Excerpts from a dataset
· · · · · · ·
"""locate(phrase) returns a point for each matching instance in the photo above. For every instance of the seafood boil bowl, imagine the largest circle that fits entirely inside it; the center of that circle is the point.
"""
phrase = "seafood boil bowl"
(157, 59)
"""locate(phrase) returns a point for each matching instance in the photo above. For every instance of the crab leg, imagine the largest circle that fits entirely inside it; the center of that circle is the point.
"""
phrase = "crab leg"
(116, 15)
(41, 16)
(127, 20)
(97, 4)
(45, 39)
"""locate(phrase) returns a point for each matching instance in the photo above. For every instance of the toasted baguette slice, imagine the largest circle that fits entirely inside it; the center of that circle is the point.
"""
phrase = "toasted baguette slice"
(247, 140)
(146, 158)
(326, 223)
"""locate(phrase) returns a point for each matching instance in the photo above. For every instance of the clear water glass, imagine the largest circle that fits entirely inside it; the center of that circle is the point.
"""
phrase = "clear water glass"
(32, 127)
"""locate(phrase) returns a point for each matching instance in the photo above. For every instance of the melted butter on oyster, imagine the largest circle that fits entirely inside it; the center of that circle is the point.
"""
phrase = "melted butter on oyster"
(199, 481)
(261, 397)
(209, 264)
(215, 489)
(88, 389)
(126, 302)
· · · · · · ·
» Assignment
Only lines that contain the string "largest" count; pick each one out of the records and copy it.

» Answer for the task
"""locate(phrase) returns a point for each matching instance in the photo above. For every instance of the seafood boil bowl, imagine the largest circle that fits entirely inside it; the center of that circle is the point.
"""locate(phrase) returns a point for each matching instance in the photo above. For every instance of the crab leg, imagine the largest circle that fits entirely inside it; the center of that circle is the point.
"""locate(phrase) returns a point for each matching instance in the photo above. For every instance of the toasted baguette slice, imagine the largest circle that fits entirely inside it; the center of that circle is the point.
"""locate(phrase) returns a point for each matching instance in the photo above. For every instance of the clear water glass, imagine the largest circle that fits entirely inside it; the center of that circle is the point.
"""locate(phrase) returns a point for each matching instance in the photo above. For every instance of the melted butter on oyster, imagine the largest circle that fits entirely inside it; the center of that circle is the point.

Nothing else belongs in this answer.